» THE EXERCISE
Locate every line in the records below that contains the word "black" and copy each of those lines. Case matters.
━━━ RECORDS FOR THE TASK ━━━
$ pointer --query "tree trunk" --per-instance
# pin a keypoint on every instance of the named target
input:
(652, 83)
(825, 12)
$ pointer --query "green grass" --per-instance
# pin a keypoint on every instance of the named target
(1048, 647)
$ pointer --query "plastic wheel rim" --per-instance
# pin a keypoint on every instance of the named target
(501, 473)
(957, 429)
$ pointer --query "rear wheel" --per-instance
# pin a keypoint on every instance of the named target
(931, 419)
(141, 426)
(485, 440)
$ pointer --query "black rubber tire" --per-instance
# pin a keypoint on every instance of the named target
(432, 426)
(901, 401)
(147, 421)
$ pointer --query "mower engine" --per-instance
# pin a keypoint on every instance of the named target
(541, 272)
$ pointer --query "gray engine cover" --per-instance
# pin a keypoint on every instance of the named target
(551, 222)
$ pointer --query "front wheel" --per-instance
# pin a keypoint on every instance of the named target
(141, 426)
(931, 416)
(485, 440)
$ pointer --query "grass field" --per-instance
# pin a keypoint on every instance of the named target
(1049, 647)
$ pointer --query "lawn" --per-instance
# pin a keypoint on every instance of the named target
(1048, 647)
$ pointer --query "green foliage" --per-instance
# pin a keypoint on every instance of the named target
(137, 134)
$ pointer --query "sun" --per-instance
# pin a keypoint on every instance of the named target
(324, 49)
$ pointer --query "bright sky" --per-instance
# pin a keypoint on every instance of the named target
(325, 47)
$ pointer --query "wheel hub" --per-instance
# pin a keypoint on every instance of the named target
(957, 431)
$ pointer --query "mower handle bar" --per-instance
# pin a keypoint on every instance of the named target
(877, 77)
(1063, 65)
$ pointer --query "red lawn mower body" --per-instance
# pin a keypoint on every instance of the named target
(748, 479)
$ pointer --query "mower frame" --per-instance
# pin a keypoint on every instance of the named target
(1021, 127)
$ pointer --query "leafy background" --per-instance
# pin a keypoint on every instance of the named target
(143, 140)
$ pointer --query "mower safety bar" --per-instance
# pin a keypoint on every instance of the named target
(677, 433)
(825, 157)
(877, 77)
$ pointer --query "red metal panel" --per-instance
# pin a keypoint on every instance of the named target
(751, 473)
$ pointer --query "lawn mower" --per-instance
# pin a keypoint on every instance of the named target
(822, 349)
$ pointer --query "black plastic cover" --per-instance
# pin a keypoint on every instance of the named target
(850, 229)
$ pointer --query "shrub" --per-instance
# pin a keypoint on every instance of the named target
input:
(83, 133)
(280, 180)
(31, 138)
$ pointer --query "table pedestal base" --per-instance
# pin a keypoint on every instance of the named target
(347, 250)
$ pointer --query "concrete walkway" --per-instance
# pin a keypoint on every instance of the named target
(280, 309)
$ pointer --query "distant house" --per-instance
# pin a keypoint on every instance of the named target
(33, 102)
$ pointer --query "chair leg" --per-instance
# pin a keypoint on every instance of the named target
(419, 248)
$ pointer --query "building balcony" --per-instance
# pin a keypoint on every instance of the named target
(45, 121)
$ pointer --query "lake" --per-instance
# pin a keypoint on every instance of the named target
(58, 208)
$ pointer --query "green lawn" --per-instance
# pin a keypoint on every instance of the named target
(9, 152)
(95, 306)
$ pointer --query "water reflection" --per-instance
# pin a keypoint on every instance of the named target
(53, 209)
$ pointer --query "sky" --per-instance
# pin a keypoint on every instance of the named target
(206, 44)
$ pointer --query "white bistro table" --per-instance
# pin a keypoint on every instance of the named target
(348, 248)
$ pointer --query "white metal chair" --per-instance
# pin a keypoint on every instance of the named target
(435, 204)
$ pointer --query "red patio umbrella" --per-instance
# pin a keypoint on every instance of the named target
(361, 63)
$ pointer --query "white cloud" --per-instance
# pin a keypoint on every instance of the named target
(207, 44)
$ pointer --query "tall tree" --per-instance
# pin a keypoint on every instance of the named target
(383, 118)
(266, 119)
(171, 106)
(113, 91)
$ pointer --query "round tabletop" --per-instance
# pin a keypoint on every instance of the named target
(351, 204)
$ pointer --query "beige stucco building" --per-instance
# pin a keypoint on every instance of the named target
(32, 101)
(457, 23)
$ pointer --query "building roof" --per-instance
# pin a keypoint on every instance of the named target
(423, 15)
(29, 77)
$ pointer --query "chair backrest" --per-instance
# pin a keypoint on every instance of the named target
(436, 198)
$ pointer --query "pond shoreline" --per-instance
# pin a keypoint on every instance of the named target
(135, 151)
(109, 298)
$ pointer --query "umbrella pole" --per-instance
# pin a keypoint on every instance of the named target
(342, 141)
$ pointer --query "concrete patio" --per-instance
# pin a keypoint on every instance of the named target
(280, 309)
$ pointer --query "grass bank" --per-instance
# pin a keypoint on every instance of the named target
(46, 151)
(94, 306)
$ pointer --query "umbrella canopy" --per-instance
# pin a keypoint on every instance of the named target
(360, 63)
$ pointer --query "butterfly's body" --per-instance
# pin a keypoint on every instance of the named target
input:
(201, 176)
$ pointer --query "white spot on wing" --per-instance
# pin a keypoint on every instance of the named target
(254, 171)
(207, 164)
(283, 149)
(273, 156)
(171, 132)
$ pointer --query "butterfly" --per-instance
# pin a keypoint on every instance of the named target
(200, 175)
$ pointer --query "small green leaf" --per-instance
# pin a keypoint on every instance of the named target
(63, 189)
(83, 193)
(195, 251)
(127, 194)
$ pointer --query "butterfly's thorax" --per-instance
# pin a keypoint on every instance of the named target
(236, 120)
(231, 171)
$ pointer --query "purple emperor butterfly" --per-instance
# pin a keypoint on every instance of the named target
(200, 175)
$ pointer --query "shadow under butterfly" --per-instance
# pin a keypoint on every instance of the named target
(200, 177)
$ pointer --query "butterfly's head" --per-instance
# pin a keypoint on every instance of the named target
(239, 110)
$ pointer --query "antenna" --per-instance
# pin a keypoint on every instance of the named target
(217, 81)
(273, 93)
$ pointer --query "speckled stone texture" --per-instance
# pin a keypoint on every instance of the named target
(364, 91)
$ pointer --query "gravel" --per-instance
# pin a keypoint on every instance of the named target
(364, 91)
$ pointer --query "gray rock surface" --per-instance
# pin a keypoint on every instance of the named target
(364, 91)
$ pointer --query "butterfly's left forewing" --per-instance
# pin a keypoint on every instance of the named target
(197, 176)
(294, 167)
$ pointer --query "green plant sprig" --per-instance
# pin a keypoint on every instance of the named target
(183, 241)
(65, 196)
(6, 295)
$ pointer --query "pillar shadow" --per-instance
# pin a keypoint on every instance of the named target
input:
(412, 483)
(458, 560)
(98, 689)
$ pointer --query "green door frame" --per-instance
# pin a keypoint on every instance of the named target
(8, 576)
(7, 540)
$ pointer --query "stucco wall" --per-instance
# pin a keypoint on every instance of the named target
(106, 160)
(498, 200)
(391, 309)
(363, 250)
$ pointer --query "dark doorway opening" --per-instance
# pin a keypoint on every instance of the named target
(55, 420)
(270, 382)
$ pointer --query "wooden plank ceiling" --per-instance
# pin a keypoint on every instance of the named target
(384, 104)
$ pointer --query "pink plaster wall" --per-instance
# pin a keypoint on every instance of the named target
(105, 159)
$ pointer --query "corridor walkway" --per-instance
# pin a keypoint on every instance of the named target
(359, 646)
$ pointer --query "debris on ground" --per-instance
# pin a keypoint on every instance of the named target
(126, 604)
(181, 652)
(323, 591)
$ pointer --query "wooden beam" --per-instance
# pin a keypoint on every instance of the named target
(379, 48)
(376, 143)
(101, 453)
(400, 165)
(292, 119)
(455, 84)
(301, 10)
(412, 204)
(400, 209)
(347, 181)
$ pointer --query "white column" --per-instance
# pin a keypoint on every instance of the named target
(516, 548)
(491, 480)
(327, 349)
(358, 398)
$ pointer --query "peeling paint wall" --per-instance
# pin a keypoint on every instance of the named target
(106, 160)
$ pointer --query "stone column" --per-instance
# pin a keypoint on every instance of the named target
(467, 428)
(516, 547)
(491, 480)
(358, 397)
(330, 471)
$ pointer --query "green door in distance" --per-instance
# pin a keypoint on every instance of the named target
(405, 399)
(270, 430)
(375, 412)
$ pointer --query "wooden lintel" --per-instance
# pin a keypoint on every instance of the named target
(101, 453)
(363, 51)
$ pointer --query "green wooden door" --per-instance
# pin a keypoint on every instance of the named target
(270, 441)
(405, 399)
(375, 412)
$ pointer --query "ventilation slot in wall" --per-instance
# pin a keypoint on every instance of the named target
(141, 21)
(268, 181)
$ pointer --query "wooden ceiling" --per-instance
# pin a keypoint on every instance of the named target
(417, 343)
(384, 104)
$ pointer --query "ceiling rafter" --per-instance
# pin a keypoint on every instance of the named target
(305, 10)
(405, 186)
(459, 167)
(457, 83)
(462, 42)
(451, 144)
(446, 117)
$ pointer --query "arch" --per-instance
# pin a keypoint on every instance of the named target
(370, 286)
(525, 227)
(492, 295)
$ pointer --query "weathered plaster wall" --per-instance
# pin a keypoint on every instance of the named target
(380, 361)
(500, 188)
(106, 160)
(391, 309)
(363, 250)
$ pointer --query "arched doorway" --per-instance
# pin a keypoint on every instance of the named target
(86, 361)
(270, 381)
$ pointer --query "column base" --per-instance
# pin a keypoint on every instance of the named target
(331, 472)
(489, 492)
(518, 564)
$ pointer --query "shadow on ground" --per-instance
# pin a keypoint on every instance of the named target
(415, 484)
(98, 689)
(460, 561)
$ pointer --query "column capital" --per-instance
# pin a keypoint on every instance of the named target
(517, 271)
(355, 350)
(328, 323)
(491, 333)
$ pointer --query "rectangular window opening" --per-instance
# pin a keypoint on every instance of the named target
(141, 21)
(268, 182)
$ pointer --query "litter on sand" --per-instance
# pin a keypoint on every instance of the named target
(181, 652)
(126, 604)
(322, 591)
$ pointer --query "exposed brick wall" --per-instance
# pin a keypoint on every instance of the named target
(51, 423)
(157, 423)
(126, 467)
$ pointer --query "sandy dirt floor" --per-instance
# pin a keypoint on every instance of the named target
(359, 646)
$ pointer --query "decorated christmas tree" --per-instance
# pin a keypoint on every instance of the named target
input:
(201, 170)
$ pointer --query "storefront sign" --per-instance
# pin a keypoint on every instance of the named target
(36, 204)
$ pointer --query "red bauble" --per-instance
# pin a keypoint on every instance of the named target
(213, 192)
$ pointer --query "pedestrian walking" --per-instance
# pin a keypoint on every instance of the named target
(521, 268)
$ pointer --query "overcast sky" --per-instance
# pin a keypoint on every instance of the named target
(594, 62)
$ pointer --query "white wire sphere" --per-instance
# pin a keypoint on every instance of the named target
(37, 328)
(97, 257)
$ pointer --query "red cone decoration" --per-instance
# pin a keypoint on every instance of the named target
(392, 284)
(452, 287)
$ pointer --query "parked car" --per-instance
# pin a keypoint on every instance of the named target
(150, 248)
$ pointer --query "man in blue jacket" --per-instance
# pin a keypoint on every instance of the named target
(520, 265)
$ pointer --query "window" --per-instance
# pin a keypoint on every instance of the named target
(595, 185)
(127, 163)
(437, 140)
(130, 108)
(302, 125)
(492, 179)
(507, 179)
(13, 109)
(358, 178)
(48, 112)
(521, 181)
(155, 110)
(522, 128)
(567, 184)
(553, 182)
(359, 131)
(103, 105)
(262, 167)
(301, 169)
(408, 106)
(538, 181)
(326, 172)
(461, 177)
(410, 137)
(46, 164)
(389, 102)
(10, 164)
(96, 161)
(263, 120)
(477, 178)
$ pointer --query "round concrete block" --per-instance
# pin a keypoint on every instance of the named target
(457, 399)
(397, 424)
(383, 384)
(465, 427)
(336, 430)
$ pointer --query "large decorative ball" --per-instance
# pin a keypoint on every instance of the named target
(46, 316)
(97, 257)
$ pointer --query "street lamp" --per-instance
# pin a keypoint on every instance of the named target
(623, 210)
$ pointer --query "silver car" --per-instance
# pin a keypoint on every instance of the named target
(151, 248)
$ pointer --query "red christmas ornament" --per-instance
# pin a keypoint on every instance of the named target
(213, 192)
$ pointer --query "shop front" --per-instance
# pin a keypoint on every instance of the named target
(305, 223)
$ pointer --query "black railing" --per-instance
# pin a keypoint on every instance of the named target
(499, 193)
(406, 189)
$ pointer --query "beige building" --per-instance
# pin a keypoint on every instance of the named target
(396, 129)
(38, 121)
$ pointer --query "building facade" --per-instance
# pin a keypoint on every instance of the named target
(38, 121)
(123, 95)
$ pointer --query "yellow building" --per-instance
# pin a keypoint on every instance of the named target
━━━
» SOLUTION TO THIS TASK
$ pointer --query "black rubber tire" --per-instance
$ pointer --query "black plastic cover" --per-instance
$ pointer --query "black railing" --per-instance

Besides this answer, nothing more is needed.